#### Directions
Give again the lines of the data from its first line through the line with "Please mark the truck windshield, one". Change nothing.

(Beginning of Exercise inputs)

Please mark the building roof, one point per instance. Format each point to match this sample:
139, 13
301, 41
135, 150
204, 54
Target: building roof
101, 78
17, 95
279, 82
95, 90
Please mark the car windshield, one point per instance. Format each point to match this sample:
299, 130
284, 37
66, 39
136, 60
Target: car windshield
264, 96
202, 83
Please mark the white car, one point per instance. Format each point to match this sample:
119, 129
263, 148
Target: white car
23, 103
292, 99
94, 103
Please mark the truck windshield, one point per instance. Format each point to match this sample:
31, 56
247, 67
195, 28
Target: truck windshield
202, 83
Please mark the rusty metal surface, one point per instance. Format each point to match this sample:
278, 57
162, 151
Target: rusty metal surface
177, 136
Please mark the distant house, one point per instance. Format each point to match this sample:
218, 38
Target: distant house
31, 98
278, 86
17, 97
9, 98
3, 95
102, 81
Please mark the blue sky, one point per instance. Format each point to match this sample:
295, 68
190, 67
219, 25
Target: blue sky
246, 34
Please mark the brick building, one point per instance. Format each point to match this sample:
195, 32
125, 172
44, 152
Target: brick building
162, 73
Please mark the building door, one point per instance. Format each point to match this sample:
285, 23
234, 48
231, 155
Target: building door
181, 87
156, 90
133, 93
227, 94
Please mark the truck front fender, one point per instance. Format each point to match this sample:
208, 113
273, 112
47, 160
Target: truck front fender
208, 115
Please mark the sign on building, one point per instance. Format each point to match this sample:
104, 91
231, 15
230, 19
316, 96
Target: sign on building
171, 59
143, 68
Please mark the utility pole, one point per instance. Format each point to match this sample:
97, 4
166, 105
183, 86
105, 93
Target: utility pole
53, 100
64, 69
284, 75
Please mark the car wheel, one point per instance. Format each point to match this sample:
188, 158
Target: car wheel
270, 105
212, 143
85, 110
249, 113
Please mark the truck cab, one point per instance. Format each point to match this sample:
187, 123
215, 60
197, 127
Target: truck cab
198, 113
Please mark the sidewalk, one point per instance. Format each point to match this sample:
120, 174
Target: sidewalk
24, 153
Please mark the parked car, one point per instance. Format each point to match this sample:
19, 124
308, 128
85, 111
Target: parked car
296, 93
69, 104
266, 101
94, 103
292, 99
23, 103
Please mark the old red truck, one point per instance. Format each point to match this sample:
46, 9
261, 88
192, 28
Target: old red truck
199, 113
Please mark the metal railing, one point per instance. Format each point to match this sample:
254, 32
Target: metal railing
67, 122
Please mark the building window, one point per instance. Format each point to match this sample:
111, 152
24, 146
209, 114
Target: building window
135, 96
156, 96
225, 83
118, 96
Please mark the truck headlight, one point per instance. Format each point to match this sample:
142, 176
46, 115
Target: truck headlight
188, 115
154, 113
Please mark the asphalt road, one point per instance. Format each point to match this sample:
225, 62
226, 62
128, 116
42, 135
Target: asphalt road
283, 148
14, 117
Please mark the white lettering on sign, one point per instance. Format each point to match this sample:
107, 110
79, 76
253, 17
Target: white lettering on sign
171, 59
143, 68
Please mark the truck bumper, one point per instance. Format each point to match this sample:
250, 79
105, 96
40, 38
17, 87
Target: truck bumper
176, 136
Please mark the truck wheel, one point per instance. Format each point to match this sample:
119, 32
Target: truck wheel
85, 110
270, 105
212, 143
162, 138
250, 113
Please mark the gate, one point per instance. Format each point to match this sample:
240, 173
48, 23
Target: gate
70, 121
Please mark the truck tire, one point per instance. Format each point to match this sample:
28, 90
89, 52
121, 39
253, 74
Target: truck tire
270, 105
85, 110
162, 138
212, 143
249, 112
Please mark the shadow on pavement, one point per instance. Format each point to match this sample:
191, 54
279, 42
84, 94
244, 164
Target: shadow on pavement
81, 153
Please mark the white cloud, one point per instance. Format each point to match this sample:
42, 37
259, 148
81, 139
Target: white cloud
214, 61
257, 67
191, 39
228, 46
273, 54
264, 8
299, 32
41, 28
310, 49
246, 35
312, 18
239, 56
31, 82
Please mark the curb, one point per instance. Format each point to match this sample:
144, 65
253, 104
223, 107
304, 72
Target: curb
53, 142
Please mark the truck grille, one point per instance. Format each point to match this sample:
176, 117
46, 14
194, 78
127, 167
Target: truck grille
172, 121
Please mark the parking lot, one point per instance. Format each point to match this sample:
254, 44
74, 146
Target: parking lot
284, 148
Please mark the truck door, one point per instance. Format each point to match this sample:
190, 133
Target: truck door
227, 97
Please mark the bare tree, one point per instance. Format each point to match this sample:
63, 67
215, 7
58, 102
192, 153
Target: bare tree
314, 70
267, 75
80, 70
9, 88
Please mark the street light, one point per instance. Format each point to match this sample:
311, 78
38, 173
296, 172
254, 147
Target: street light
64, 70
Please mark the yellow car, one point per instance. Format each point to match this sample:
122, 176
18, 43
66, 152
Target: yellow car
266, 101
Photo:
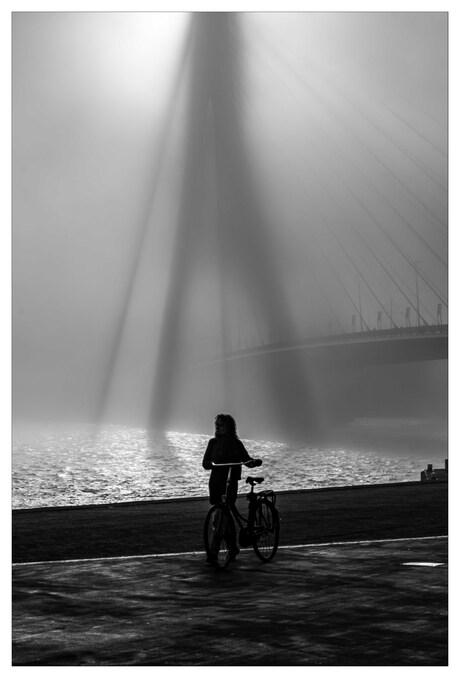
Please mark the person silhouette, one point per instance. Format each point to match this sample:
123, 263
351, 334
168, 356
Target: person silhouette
225, 448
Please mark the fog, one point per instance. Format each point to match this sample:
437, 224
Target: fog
190, 185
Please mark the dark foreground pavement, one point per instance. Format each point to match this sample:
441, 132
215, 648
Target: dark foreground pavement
332, 605
345, 605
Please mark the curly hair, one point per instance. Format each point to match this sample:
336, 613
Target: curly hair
229, 422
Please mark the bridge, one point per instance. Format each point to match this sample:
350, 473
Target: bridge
396, 345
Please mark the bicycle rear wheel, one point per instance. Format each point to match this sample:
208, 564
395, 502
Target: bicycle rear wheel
266, 530
219, 535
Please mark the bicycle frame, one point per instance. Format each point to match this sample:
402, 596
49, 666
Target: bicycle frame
253, 498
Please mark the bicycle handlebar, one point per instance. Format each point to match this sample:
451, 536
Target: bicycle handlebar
239, 463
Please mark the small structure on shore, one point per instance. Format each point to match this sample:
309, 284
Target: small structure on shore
431, 474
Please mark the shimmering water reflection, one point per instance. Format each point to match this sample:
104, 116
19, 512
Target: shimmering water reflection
75, 465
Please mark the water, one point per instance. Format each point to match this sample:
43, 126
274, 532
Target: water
76, 465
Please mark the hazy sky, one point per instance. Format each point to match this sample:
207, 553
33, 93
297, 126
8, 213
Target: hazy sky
345, 123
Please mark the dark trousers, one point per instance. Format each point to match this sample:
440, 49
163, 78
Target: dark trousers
217, 489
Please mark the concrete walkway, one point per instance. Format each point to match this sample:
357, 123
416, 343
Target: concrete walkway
369, 590
357, 604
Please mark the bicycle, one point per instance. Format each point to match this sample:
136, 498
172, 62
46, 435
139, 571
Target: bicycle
260, 529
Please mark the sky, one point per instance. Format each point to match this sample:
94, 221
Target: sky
344, 122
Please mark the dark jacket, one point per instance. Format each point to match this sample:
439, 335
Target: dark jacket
223, 450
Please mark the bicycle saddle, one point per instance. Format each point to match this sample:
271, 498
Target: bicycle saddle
253, 481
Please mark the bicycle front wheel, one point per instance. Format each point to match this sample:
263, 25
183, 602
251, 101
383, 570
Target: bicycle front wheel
266, 530
219, 535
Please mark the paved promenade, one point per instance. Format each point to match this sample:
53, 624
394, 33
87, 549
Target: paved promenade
379, 599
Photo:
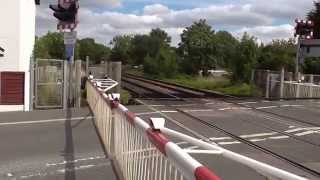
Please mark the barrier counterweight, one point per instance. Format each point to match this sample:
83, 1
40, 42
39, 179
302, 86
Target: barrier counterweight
140, 151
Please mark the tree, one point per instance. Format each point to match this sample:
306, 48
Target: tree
158, 39
312, 65
314, 15
246, 58
226, 48
164, 64
50, 46
121, 48
278, 54
140, 49
197, 48
97, 52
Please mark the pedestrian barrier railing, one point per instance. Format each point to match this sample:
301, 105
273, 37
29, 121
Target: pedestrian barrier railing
142, 151
301, 90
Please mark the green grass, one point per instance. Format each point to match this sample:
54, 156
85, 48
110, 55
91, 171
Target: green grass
125, 97
219, 84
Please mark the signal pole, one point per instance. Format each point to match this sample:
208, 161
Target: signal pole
303, 30
66, 11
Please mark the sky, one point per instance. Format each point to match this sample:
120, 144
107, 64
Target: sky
104, 19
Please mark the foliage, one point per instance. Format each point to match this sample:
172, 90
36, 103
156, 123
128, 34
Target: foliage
226, 48
197, 49
121, 49
97, 52
50, 46
312, 66
164, 64
246, 58
125, 97
278, 54
314, 15
139, 49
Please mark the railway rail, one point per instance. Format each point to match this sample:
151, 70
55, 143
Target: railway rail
179, 92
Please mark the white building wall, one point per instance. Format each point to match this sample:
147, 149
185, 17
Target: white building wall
27, 40
17, 36
9, 34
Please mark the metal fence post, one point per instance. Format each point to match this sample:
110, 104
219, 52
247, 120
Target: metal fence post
268, 84
32, 80
281, 83
78, 84
252, 76
65, 85
298, 90
87, 66
311, 86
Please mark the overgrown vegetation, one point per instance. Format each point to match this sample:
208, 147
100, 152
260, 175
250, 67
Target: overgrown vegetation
201, 49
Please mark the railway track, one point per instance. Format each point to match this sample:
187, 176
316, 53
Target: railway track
180, 90
211, 94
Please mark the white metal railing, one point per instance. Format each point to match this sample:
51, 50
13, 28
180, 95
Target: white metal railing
142, 151
139, 151
301, 90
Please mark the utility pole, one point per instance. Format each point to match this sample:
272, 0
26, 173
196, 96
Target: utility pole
66, 11
303, 30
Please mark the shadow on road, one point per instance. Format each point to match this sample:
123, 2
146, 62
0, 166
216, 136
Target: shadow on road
69, 149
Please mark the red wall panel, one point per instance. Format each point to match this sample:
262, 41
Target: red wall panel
12, 88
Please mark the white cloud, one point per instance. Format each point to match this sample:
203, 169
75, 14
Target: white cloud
264, 19
156, 9
267, 33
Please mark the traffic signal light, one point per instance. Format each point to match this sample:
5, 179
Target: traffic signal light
66, 12
1, 52
304, 29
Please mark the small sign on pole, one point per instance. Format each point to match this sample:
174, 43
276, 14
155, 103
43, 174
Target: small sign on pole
70, 38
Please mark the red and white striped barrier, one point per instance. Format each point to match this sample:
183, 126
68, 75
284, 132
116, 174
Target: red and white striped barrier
141, 151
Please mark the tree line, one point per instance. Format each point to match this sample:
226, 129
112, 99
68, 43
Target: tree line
201, 49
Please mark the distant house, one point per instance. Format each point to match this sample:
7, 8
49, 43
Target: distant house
17, 35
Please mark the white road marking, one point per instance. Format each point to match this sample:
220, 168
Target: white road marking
258, 135
199, 110
169, 111
147, 113
302, 129
307, 133
293, 105
59, 171
279, 137
45, 121
157, 105
267, 107
243, 103
228, 143
234, 108
75, 161
258, 140
220, 138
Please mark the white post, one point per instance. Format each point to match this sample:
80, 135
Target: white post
298, 90
311, 86
268, 84
65, 85
87, 66
281, 83
78, 84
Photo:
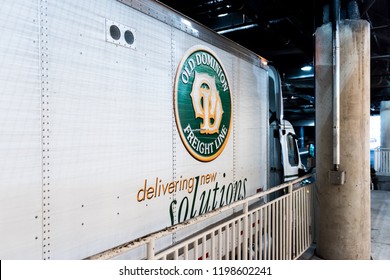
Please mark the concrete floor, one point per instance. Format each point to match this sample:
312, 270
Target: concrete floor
380, 228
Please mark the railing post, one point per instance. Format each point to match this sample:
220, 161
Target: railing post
150, 250
290, 241
245, 232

(End of Exercise inputs)

#### Completed exercise
Please mark the building roof, one point per instance. Format each point to match this sample:
139, 13
301, 41
135, 150
204, 54
Target: building roof
101, 78
17, 95
279, 82
95, 90
Please mark the car windshield, one point per instance. Format each point to match this sample:
299, 130
284, 37
66, 39
136, 60
Target: car windshield
264, 96
202, 83
Please mark the white car, one point per instance. Format each point to match this sample:
119, 129
263, 148
Target: white car
23, 103
292, 99
94, 103
Please mark the truck windshield, one point per instance. Format each point to match this sample:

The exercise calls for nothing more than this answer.